Statin-fortified Drinking Water in the UK?

Aug. 2, 2004

A UK heart health expert has suggested adding statins to the water supply, a notion which sparked debate recently at the annual meeting of Heart UK.

Doctors agree that statins reduce the risk of cardiovascular disease — the biggest cause of death in the UK. Studies show they can cut the risk of a heart attack and stroke by a third.

Statins are prescribed for patients known to be at high risk of heart disease, such as those with inherited high cholesterol or who have already had a heart attack. This is known as secondary prevention.

But some doctors are asking "Why stop there?" and are suggesting statins be given to people with risk factors but no obvious disease. This is called primary prevention, to prevent disease from occurring in the first place.

Some have even suggested adding statins to the water supply — a suggestion that sparked a debate recently at the annual meeting of Heart UK, a patient and science charity for cholesterol.

Dr. John Reckless (yes, that's his real name), chairman of Heart UK and a consultant endocrinologist at Bath University, put forward the case for medicated water.

"The whole point of the debate is to bring out the fact that we are under-treating and the fact that a lot more people could benefit," Dr. Reckless explained. "The whole population should be following diet, lifestyle and weight loss measures … Of course we all need that. But on the other hand, rather more people do need statins than are currently getting them.

"So maybe people should be able to have their statin, perhaps if not in their drinking water, with their drinking water … The issue is how far we should be encouraging wider use," he said.

"It is clearly effective and safe to treat with a statin at really quite low levels of risk. That doesn't mean to say we are going to treat everyone but you could do it," he said.

However, Professor Tom Sanders, a nutritionist at King's College, London and nutrition director for Heart UK, disagreed.

He believes that although statins are good for people at very high risk of cardiovascular disease, serious side effects make statins unsuitable for routine use by those at lower risk.

"It's about balancing the side effects. A public health intervention must have no significant side effects and statins do have significant side effects," he said. "One is myositis, in particular rhabdomyolysis — a muscle-wasting disease. It's a very nasty side effect. It can kill you. It occurs in about 0.5 to one in 1,000 people treated and that's with screening. Without screening the incidence might be higher."

Sanders said another problem was the harm it could cause to unborn children. "It causes limb defects and for that reason you could not put it in the water supply," he said.

But Dr. Reckless countered: "You might well have statin-free baby water so that babies and others not at risk don't take their statin."

Dr. Reckless pointed out that similar debates took place when people suggested aspirin use should be widespread. He believes "statins are actually substantially safer than aspirin."

"If you put the average older patient on aspirin in one year, one person in 262 would have a significant gastrointestinal bleed in that one year. The risk with a statin of getting acute myositis to be sufficiently concerned is one per 100,000. So statins are very much safer."

For deaths, he stated: "With aspirin it's one in 2-3,000. The number for statins is about one in a million."

But Sanders said giving drugs was not the answer. He said it was important to focus on diet and lifestyle.

"Putting drugs in the drinking water is medicalization of human activity. It's wrong. You convert people into patients," Sanders said.

**Your instructions:** Transcribe the statin article word for word, everything from "Some have even" down to "for medicated water.". The items that come next bear no relation to the article on statins in drinking water.

**Dataset records:**

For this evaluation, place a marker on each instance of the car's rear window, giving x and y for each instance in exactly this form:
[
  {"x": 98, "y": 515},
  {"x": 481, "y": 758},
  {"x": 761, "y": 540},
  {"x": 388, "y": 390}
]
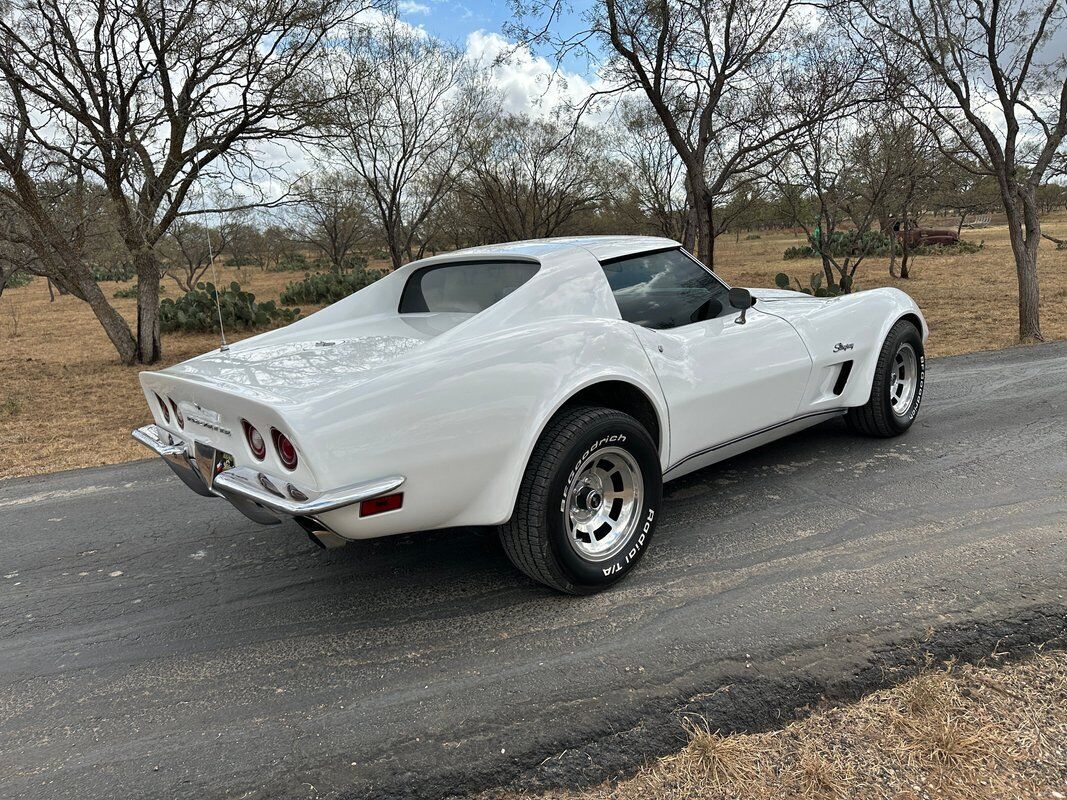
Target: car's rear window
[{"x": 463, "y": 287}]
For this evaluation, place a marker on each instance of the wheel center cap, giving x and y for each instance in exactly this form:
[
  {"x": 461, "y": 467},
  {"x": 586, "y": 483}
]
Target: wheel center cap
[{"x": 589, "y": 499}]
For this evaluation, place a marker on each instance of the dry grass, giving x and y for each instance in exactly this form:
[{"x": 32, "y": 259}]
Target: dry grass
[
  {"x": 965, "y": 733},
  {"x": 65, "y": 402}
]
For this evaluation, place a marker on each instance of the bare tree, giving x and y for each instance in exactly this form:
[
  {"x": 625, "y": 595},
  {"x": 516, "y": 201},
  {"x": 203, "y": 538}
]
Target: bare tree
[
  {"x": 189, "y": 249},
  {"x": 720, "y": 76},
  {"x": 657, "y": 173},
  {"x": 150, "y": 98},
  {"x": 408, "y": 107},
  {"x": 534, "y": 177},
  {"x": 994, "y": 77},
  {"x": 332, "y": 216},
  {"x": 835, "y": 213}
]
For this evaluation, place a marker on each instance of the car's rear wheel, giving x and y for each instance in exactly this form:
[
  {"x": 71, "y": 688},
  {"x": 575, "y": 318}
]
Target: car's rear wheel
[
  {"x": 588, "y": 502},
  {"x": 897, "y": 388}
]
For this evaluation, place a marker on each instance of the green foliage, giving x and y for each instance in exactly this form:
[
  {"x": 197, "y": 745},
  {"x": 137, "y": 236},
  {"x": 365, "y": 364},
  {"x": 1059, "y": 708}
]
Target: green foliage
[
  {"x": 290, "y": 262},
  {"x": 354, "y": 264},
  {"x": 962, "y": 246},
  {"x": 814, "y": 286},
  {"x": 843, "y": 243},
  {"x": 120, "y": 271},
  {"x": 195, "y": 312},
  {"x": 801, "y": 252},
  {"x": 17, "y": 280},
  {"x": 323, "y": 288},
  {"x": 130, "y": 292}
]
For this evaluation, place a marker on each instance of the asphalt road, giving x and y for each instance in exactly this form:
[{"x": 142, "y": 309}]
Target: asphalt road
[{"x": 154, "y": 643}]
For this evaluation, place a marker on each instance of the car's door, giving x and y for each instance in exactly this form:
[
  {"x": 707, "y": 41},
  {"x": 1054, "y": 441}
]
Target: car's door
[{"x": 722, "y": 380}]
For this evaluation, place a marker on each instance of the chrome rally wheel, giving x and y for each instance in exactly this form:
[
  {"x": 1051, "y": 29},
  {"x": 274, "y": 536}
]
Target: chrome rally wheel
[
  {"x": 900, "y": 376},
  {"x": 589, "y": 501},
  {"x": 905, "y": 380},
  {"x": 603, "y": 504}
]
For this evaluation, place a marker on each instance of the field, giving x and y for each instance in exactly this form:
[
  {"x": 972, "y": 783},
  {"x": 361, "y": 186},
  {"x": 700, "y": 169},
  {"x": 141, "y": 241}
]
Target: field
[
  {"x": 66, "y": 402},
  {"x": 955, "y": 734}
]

**Task result:**
Some have even suggested adding statins to the water supply — a suggestion that sparked a debate recently at the annual meeting of Heart UK, a patient and science charity for cholesterol.

Dr. John Reckless (yes, that's his real name), chairman of Heart UK and a consultant endocrinologist at Bath University, put forward the case for medicated water.